Action item :: Gather all lines in the records below that include the word "support".

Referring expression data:

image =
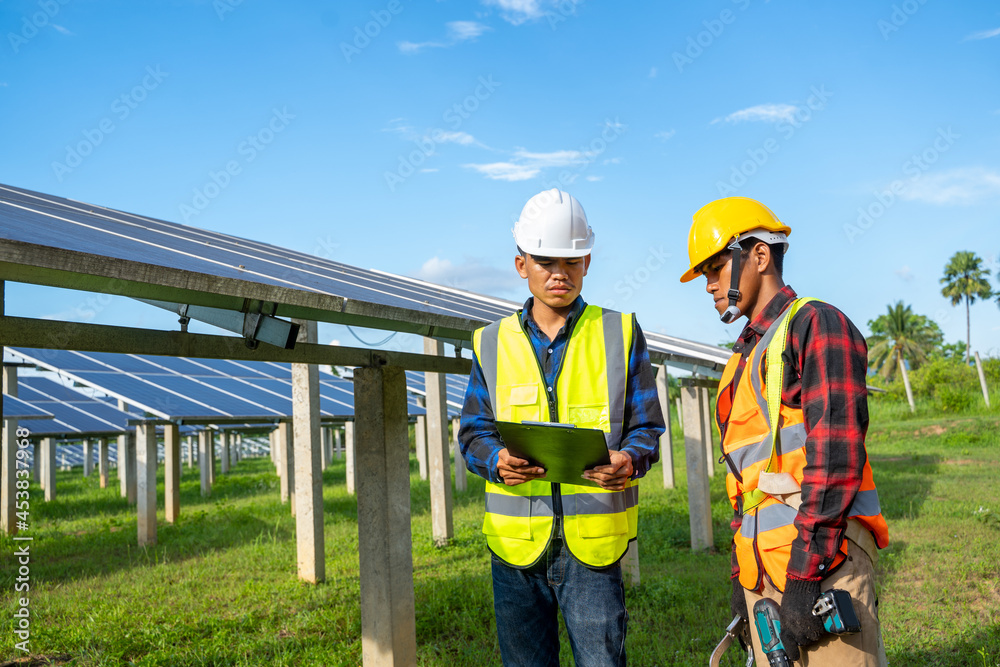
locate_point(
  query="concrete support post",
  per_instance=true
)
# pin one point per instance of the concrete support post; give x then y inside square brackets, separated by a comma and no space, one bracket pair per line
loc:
==
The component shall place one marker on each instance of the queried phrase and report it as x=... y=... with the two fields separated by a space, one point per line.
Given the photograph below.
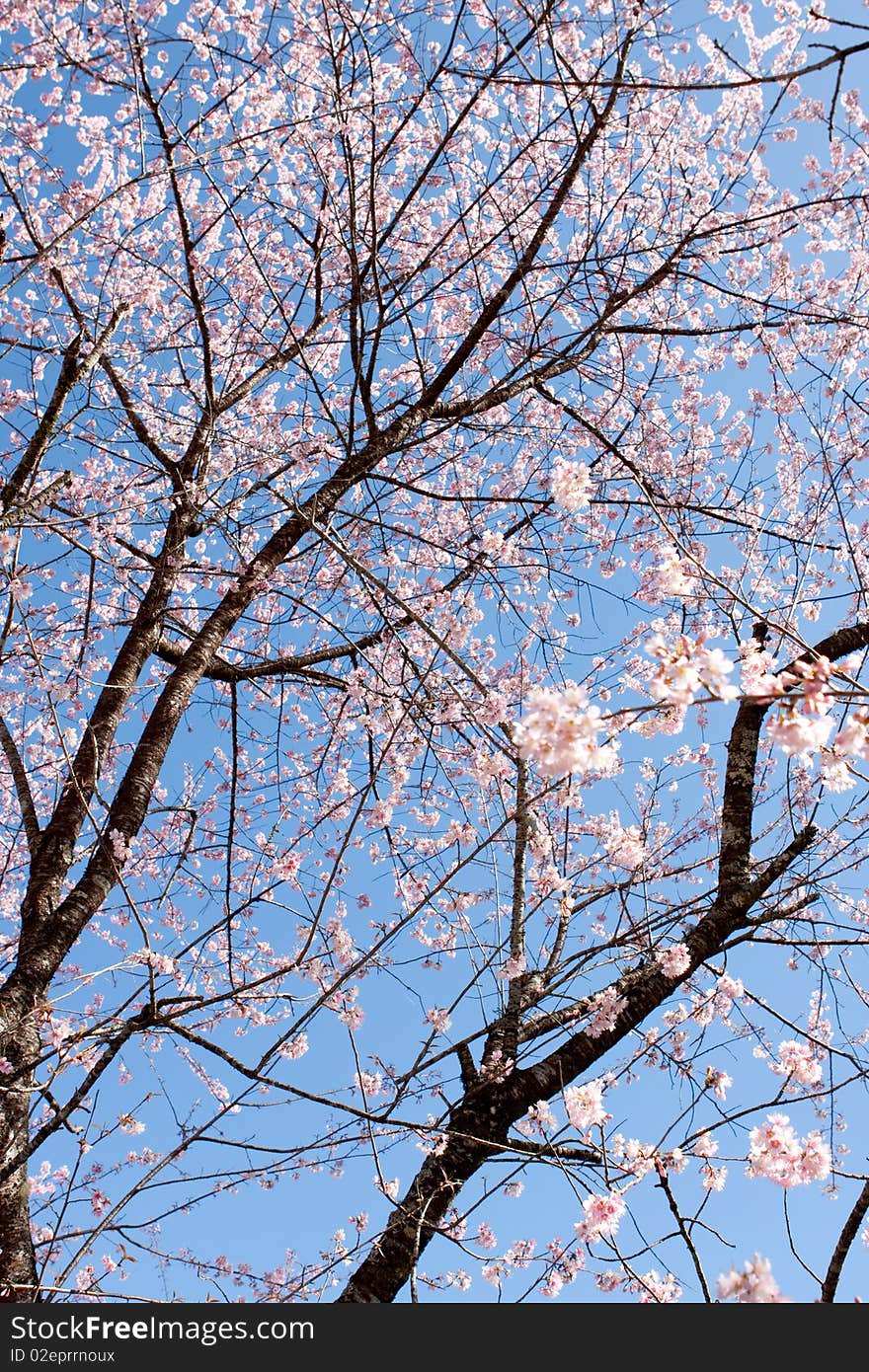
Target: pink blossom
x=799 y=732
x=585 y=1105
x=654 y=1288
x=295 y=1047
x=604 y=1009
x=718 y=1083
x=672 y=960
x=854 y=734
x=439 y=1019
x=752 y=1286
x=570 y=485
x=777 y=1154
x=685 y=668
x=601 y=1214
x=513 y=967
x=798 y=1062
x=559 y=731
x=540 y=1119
* * *
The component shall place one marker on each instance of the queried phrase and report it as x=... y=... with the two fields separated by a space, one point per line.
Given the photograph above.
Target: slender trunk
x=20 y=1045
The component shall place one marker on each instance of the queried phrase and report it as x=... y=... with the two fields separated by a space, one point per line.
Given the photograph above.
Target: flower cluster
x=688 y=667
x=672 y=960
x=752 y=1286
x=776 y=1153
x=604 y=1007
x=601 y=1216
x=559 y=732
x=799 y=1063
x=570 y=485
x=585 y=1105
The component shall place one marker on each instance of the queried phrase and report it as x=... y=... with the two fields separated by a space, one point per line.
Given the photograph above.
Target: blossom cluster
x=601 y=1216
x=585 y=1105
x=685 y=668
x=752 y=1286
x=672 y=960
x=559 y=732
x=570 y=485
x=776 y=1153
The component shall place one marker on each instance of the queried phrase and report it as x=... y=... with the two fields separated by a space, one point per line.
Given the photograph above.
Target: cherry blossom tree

Result ::
  query="concrete support post",
# pin one point per instance of the concrete support post; give x then y inside square brackets, separated by a comma and no space, one bracket pair per line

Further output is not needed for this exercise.